Natural-language object grounding data
————

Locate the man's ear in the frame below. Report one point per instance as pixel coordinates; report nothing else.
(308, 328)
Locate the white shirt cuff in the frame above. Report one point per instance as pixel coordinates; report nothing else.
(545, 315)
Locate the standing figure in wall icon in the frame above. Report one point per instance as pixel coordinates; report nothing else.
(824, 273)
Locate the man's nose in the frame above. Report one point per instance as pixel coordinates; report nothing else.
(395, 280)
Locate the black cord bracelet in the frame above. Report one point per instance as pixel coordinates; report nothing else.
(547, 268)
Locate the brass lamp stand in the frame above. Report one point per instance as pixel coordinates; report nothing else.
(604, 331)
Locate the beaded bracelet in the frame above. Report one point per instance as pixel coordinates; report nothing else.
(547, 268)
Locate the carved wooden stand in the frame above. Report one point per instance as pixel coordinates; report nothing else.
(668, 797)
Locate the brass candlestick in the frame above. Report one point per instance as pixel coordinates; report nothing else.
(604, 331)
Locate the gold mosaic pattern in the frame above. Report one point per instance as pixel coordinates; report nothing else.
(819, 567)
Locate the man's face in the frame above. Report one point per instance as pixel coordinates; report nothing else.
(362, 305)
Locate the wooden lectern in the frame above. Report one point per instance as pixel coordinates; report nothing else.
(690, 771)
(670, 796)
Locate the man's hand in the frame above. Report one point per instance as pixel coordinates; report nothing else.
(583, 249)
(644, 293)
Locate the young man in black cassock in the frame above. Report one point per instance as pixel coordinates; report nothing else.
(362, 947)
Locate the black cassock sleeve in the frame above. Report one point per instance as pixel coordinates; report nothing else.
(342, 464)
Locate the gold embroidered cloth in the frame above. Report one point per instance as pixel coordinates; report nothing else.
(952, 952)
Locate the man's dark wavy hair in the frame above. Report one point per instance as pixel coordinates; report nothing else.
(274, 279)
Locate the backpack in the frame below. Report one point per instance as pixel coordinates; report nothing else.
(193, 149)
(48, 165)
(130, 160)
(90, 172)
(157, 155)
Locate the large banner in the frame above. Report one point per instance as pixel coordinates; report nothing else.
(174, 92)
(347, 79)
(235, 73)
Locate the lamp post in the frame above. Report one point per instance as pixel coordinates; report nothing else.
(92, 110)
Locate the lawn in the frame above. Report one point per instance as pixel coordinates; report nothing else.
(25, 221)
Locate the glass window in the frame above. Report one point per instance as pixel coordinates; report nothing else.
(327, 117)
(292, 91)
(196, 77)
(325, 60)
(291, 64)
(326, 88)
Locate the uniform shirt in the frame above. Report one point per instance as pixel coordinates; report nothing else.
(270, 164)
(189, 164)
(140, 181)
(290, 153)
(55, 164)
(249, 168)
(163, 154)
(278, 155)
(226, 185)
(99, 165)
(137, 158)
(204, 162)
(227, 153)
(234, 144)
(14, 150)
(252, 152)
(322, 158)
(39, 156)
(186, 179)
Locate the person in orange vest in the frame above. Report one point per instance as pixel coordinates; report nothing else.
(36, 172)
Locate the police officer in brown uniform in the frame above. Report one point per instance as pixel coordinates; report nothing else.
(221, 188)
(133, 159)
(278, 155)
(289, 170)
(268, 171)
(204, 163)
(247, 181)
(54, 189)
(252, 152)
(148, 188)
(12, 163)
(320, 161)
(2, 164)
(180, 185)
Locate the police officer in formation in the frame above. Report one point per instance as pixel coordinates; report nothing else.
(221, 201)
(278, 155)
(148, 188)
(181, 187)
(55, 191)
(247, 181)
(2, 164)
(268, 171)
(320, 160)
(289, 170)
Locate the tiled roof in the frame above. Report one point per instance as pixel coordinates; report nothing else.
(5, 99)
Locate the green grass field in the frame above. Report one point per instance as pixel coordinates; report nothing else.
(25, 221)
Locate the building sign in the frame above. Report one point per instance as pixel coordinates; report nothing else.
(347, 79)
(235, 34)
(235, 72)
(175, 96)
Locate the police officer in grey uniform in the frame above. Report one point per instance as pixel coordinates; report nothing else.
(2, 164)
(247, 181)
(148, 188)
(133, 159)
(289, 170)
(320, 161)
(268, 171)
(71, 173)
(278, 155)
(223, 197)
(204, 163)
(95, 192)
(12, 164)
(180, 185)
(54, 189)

————

From the line containing "Locate the person" to the final line of the data above, transcribe every line exactly and nothing more.

Locate the person in orange vest in the frame above. Report one point per instance as pixel coordinates; report nothing else.
(36, 172)
Locate the police officer in brown uniform in the frame above. Report one point per instance as pixel coordinates; report nothing else.
(221, 188)
(133, 159)
(278, 155)
(289, 170)
(268, 171)
(204, 163)
(247, 181)
(54, 189)
(252, 152)
(148, 188)
(12, 163)
(320, 161)
(2, 164)
(180, 185)
Locate the police officer in formation in the frame above. Report one point per instance as pixel coordinates; report nothing else.
(221, 201)
(278, 155)
(148, 188)
(181, 187)
(55, 191)
(247, 181)
(2, 164)
(268, 171)
(320, 160)
(289, 170)
Locate the tiled roof in the frame above. Report one point per instance as pixel coordinates; report nothing else.
(5, 99)
Locate the green grass field in the frame above. Report one point per instance as pixel coordinates; report nothing else.
(25, 221)
Locate the building sign in the frame above. Report one point per instance as pixel coordinates; report nothing else.
(347, 79)
(235, 34)
(235, 72)
(175, 96)
Locate the police officer in grey uniform in the frame above. Report one point per instance as pixel coordinates; report nothing else.
(2, 164)
(247, 181)
(148, 188)
(133, 159)
(289, 170)
(320, 161)
(268, 171)
(71, 173)
(278, 155)
(223, 197)
(204, 163)
(95, 192)
(12, 164)
(180, 185)
(54, 189)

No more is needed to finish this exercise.